_Brief_. Identify each line in the items below that contains the word "building", and copy those lines.

_Raw records_.
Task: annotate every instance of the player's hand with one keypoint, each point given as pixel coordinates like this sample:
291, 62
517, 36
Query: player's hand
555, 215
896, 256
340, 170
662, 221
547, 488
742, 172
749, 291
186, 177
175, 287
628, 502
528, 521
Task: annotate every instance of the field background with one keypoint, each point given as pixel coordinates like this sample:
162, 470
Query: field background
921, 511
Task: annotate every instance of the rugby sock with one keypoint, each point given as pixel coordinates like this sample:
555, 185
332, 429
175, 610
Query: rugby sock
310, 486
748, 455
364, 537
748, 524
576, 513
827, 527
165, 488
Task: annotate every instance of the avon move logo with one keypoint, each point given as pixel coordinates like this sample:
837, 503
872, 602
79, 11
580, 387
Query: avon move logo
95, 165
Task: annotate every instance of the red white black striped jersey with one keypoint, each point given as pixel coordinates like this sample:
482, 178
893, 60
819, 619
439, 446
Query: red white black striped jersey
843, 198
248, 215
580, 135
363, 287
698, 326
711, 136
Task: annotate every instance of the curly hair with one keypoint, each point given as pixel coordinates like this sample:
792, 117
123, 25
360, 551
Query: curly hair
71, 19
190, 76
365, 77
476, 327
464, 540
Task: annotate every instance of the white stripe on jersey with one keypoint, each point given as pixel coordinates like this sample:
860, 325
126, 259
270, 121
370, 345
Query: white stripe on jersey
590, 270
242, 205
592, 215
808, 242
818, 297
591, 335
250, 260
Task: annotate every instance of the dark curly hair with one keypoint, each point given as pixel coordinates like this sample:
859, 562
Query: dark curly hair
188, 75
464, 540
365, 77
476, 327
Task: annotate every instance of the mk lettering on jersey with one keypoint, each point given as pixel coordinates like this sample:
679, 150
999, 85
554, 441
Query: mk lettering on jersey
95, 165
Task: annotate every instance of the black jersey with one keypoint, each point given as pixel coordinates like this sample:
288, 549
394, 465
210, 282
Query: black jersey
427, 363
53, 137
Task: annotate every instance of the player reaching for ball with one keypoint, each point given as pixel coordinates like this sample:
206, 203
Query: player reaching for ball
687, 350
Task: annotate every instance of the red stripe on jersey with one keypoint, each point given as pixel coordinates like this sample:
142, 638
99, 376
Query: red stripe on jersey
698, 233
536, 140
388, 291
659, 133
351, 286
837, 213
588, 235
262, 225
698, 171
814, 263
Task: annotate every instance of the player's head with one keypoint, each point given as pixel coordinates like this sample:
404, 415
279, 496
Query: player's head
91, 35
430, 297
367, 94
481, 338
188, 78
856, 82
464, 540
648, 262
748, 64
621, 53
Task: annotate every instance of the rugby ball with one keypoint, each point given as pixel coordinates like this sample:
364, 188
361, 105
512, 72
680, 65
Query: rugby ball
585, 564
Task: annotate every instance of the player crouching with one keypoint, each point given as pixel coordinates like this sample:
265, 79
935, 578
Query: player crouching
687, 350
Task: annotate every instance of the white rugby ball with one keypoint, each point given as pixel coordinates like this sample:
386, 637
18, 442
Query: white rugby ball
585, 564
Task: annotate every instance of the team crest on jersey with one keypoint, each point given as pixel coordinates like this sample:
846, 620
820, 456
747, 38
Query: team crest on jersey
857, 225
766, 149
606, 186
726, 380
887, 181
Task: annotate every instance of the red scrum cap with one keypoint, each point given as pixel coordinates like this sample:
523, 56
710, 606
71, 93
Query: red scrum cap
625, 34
--
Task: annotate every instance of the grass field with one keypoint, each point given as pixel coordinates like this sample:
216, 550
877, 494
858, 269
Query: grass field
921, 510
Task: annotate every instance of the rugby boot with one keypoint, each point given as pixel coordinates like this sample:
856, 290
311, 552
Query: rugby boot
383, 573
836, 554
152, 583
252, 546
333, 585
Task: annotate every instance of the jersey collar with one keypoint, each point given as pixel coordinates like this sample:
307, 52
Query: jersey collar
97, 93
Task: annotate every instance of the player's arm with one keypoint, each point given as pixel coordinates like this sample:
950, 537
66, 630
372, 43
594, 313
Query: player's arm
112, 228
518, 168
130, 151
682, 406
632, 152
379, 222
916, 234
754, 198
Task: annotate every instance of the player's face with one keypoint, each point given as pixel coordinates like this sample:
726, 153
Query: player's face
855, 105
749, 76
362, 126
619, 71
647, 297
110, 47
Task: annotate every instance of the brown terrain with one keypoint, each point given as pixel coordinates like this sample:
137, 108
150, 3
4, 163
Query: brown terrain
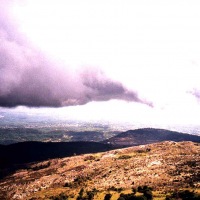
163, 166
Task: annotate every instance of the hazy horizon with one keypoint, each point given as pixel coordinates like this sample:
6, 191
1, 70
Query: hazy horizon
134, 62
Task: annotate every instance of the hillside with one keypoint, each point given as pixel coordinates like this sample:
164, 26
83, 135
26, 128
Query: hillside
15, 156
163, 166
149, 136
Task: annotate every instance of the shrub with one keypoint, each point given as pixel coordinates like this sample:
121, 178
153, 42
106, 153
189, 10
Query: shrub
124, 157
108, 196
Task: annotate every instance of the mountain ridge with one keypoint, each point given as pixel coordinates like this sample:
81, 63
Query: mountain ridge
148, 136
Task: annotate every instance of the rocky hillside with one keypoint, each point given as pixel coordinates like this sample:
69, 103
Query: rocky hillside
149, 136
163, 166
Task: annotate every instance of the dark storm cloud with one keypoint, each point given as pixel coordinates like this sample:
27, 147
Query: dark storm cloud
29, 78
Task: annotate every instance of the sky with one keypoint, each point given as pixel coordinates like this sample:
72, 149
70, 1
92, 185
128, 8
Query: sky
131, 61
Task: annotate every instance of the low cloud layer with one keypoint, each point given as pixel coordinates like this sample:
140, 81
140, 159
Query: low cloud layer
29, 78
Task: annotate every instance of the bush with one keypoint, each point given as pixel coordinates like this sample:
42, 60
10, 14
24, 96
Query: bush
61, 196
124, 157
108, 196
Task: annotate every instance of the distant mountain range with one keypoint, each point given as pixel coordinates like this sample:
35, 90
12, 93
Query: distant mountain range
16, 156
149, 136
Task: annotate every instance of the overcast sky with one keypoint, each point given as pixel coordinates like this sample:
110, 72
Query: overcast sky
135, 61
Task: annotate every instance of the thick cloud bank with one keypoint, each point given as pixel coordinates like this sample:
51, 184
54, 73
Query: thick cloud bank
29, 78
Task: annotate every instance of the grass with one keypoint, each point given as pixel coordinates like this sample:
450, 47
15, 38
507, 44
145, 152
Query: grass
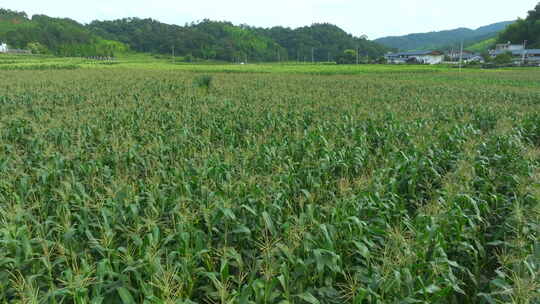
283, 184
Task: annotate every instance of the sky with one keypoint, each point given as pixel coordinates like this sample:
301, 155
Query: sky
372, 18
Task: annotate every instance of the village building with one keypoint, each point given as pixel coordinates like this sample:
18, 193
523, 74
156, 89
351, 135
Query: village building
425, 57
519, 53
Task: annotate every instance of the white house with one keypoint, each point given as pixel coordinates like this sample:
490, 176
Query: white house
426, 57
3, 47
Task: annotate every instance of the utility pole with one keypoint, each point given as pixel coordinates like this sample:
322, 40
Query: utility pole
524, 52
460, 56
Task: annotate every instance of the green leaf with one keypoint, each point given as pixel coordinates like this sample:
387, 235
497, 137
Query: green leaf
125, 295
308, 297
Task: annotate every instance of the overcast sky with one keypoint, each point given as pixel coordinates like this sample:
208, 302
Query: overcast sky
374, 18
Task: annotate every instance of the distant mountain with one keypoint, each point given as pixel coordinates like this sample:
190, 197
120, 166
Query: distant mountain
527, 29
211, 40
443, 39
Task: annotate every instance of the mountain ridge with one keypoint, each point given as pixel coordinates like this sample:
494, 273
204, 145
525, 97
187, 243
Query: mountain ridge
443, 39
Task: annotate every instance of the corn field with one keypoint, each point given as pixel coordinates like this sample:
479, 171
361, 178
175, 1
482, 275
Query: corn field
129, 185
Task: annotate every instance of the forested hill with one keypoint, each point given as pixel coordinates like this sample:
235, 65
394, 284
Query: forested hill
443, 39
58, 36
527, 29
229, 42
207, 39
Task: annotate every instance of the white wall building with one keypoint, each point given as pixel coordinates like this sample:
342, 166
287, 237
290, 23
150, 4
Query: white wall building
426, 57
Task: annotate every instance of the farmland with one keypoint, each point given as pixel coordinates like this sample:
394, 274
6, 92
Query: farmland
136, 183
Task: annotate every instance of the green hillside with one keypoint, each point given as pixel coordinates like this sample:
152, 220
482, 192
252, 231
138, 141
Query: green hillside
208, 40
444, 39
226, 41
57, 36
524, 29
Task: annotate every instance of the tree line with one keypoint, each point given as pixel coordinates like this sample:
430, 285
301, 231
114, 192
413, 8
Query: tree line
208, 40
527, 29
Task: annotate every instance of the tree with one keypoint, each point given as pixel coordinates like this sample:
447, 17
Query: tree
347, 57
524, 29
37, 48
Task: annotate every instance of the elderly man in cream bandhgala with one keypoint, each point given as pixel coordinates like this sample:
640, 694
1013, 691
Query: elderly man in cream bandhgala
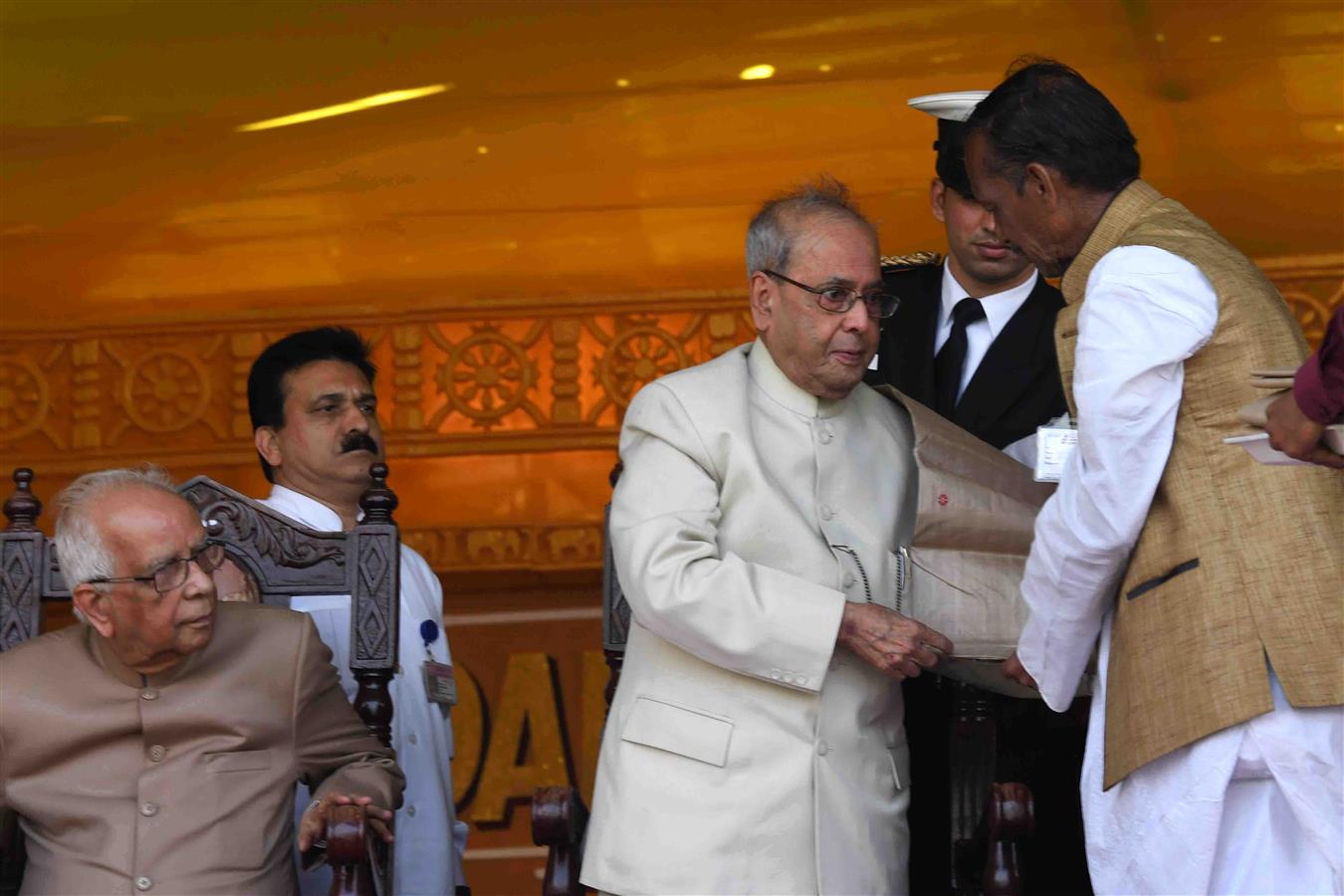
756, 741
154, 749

_Task response_.
Task: annotate every instance of the village building with one keypoint, each point given as pixel coordinates like this sample:
Query: village building
Task: annotate every instance of the white wall building with one keypoint, each point given as pixel coordinates like this sample:
Query: white wall building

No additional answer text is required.